Trecho selecionado:
'''

Alô? Espírito, estás aí?

Hoje tive a oportunidade de ver mais um dos programas da TVI onde uma senhora inglesa afirma falar com os mortos. Quem me conhece e lê este blog sabe perfeitamente qual a minha opinião sobre este tipo de fraudes, e por isso não vou perder tempo a entrar em pormenores.

Mas podem perguntar, como podemos avaliar se isto se trata de fraude ou não? Talvez por isso vi o programa. Não só pela curiosidade, mas também porque queria ver até que ponto a senhora médium seria capaz de me impressionar. Não estava à espera que me desapontasse tanto, mas ok.

'''

Dados extraídos:
'''

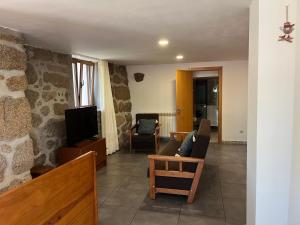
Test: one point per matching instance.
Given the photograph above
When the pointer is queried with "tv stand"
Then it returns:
(65, 154)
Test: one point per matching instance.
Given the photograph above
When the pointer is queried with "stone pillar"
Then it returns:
(122, 102)
(16, 150)
(49, 92)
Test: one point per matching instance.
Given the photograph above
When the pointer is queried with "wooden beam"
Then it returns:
(164, 173)
(172, 191)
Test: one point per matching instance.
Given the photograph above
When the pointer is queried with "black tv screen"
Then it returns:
(81, 123)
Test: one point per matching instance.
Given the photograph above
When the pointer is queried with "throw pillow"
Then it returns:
(146, 126)
(187, 144)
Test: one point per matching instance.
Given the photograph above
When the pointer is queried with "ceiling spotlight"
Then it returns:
(163, 42)
(179, 57)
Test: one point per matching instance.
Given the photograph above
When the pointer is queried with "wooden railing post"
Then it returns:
(152, 178)
(195, 183)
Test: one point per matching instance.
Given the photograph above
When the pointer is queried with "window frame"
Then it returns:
(78, 81)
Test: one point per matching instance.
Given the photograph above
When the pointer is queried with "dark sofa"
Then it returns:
(185, 181)
(144, 142)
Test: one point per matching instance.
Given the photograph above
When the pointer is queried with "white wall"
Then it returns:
(294, 208)
(270, 142)
(157, 92)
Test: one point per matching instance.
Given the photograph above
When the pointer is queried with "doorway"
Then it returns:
(207, 99)
(199, 95)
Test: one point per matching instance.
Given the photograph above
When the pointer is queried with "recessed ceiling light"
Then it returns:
(163, 42)
(179, 57)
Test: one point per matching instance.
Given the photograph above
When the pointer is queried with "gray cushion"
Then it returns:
(146, 126)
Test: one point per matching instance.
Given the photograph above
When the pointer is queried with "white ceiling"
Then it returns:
(127, 31)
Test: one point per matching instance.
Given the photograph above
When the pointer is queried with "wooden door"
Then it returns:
(184, 100)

'''

Tarefas a realizar:
- a) No texto sobre a médium da TVI, de que nacionalidade é a senhora que afirma falar com os mortos?
- b) Continue o texto sobre a médium da TVI a partir da sua última frase.

Respostas às tarefas:
- a) A senhora é inglesa.

- b)
Senão vejamos. A médium utiliza um método que é constante e praticamente infalível, que joga com as probabilidades mais simples. Toda a gente os reconhecerá. Lembra-se de um jogo que havia há uns anos chamado Quem é Quem? Havia um tabuleiro com 50 caras diferentes para cada jogador, e cada jogador escolhia um cartãozinho com uma cara. O nosso oponente tinha então de fazer perguntas cuja resposta fosse sim ou não, de maneira a ir baixando as várias caras no seu tabuleiro até sobrar uma: a cara que nós escolhemos para jogar. Lembro-me de jogar esse jogo, e de usar a estratégia mais eficiente, que era cortar logo metade das caras com a pergunta "homem ou mulher?". Das 50 faces só sobravam 25.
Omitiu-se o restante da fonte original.